EXERCISE TEXT: Begin

So, yeah, the cost of not, of things not working are not that high. Good. Yeah. So in that sense, um, No one gets cold in the night, but monitoring is still a key. Um, yeah, we are also working on our monitoring component because it's definitely important to keep track on how your model is performing. Um, in our previous way of working before we arrived, we have seen models predicting, um, ridiculous suggestions and not being even recognized.

Uh, this cross model, for example. Imagine an e-commerce website and you just keep seeing trash bags suggested all the time and why, and this has not been even, uh, realized for a long time. So it is not a very expensive cost when it comes to not functioning data science product, but it is still, uh, important to keep monitoring.

Yeah, I think it's also the trust of the customer, right? If the customer sees stupid suggestion, they wouldn't pay attention the next time. So that's, uh, like a future cost, accumulative cost? Well, I, that comes with it. Yeah. I remember one time we had a, one of our first meetups ever in the lops community back in March, 2020, Favio came on, and he was saying that at one of the companies he was at, They recommended to every single user no matter what.

The user was the same item, and I think it was like women's high heels. And so it ended up costing the company a ton of money because the money that they usually get from these extra buys when you have. A recommended item that someone clicks on. They lost all of that because they were recommending it not just for like a few hours, it was 18 days straight before they realized that anything was wrong, and that ended up being something that they realized, wow, this is actually more important than we had originally thought.

We also had this example where we, where the, the personalized model gave a very expensive gin as a suggestion to all customers, and we had no clue why it happened. And since it was also. Before envelope standards, we were not able to track why.

Um, but the, we don't have a purpose of getting everybody drunk, that's for sure.

It's classic and that's why people are ordering things in the middle of the night. Now we know it's cause you suggested, oops. But there is one thing I wanted to follow up on and it's. You mentioned before about notebooks and how there is now a process around it, and I think that is one of the most contested and hot topics of the ML ops community.

And might just be because I bring it up so much, it's a little too cliche now, but what does the process look like from that exploratory phase in notebooks to actually then productionizing it? so it, it really depends what kind of notebooks you use. So since we use Databricks, notebooks and Databricks are not exactly the same as I iPads and notebooks, luckily they are not.

So, uh, they basically do just look like Python files and there is. Mark down command that Databricks understands is an notebook, so it makes your life a lot easier. Uh, so our data scientists love notebooks as all data scientists do, and they do start developing in an notebook most of the times. But we encourage them to move all functions, uh, and all classes that they write outside of the notebook.

And Databricks has a nice feature called Databricks repost that allows. To, um, to use these classes in, in such a way, and you can also package it. so we also encourage to create, uh, patent packages as soon as possible because the way how we work with Databricks is in production. Uh, we build the wheel and we upload the wheel to Dbfs Bs.

Uh, but to test it, uh, in a notebook, it's just very easy with this, with this repo feature. So we also used, uh, now vs code extension for data risks a lot, I believe. I personally have not used it that much, but I guess Bash has more experience with that. Maybe you can tell a bit more about it. Yeah, we allow our data scientists start from notebook.

EXERCISE TEXT: End
DATASET RECORDS: Begin

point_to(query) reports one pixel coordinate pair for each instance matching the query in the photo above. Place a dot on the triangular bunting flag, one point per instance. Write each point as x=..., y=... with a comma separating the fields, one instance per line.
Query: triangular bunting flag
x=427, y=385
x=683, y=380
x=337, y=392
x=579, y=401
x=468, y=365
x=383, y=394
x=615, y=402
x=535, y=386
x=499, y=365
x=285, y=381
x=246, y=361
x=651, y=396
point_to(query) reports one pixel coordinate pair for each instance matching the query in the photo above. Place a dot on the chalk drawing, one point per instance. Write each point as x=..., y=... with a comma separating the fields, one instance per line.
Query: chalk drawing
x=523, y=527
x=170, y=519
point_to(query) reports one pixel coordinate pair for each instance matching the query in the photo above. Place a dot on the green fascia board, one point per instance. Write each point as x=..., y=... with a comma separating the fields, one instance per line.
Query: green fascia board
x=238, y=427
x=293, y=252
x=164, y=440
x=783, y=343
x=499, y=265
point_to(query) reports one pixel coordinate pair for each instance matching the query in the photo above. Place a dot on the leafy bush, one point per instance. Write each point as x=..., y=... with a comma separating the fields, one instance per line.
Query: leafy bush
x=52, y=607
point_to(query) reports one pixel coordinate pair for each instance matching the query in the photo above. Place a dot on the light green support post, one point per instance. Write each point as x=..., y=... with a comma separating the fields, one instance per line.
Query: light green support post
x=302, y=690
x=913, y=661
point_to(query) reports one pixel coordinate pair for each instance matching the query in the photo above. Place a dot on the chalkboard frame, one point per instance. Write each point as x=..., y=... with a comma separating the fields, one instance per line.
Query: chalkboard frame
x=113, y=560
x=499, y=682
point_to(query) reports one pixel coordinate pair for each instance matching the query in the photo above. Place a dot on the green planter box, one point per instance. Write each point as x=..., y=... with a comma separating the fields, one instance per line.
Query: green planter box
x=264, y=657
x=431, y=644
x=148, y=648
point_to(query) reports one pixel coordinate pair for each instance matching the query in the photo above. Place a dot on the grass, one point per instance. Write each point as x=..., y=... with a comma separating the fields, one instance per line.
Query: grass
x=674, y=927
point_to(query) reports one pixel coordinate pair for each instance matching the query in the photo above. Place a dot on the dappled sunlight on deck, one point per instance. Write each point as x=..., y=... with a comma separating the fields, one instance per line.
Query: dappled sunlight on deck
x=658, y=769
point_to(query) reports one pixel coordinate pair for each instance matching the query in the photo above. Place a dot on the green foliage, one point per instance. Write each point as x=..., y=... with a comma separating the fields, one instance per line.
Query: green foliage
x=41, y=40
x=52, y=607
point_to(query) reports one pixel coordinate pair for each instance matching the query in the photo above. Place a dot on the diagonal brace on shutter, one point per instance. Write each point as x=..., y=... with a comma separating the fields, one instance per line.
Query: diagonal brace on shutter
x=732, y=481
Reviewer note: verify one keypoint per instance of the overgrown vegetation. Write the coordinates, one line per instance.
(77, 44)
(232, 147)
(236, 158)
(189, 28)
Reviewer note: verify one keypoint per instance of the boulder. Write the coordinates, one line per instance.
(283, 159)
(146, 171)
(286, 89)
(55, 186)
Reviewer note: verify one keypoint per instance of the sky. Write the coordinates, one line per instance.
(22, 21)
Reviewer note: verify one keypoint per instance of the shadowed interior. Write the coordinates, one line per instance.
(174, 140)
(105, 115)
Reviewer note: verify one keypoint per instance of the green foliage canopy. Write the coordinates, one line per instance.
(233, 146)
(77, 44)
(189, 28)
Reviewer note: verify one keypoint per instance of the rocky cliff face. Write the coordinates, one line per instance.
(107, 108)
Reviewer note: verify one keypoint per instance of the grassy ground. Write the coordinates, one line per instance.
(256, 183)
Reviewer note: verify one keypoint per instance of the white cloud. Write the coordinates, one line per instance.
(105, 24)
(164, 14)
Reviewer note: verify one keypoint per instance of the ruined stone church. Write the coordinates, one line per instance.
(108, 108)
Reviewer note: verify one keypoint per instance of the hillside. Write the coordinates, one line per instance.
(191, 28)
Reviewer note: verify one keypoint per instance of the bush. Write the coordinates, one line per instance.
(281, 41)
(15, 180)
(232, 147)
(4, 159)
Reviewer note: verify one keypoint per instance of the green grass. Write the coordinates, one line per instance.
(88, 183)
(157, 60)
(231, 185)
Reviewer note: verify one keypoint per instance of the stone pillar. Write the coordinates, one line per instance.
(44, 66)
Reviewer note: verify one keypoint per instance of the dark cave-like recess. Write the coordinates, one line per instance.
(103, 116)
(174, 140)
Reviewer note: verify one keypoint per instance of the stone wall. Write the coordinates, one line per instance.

DATASET RECORDS: End

PROBLEM SET =>
a – In the transcript, for how many days straight was the same item recommended before the company noticed something was wrong?
b – Please output the part of the transcript between "Yeah, I think" and "no matter what.", inclusive.
The entries were drawn from a different source than the transcript.

RESULTS IN ORDER =>
a – 18 days.

b –
Yeah, I think it's also the trust of the customer, right? If the customer sees stupid suggestion, they wouldn't pay attention the next time. So that's, uh, like a future cost, accumulative cost? Well, I, that comes with it. Yeah. I remember one time we had a, one of our first meetups ever in the lops community back in March, 2020, Favio came on, and he was saying that at one of the companies he was at, They recommended to every single user no matter what.